DIRECTIONS FOR THIS TASK: Each line of the listing, apart from the pictures, is to be printed exactly.

** Opening RECORDS FOR PROCESSING block **

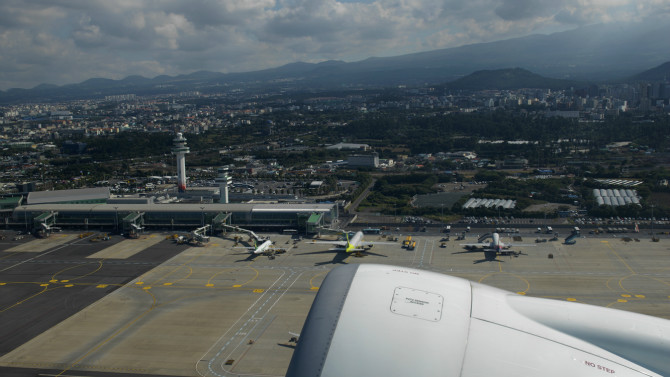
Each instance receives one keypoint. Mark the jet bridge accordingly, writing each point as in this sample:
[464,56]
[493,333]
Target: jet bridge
[233,228]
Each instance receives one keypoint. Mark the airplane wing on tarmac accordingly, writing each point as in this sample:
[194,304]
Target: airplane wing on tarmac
[380,320]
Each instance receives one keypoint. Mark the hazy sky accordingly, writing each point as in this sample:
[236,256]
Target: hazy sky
[68,41]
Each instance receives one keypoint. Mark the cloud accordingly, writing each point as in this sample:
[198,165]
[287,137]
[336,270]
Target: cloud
[72,40]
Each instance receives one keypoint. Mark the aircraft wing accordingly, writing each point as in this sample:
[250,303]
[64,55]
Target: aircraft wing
[380,320]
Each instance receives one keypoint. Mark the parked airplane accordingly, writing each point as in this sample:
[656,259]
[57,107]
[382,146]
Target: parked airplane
[495,245]
[374,320]
[353,244]
[266,248]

** Closing RECORDS FOR PROCESSING block **

ANSWER TO THE EXERCISE:
Each instance receives one keypoint. Mark the jet bridge accordingly, writing each point as in this sample:
[464,56]
[493,333]
Target: jet bridge
[233,228]
Each instance receives one keypoint. Mark the airplane wing on tarmac accordingly, writing each point as in this sample:
[194,304]
Target: airplane wing on tarmac
[380,320]
Each instance receives one keypoint. Mark the hazy sky accordingly, writing each point as in this sample:
[236,256]
Target: hazy sky
[68,41]
Each instance receives one keypoint. Mark the cloud accordingly, writing each point as in this sample:
[198,165]
[287,137]
[336,270]
Target: cloud
[72,40]
Each instance receives one keypoint. Mark the aircraft wing accordingly, writing each point as in this sample:
[250,303]
[64,55]
Target: aircraft wing
[380,320]
Each instance receives one keypoint. Mark the parked airplane accordingly, writing each point as in this sample:
[656,259]
[57,107]
[382,146]
Target: parked airplane
[495,245]
[374,320]
[353,244]
[266,248]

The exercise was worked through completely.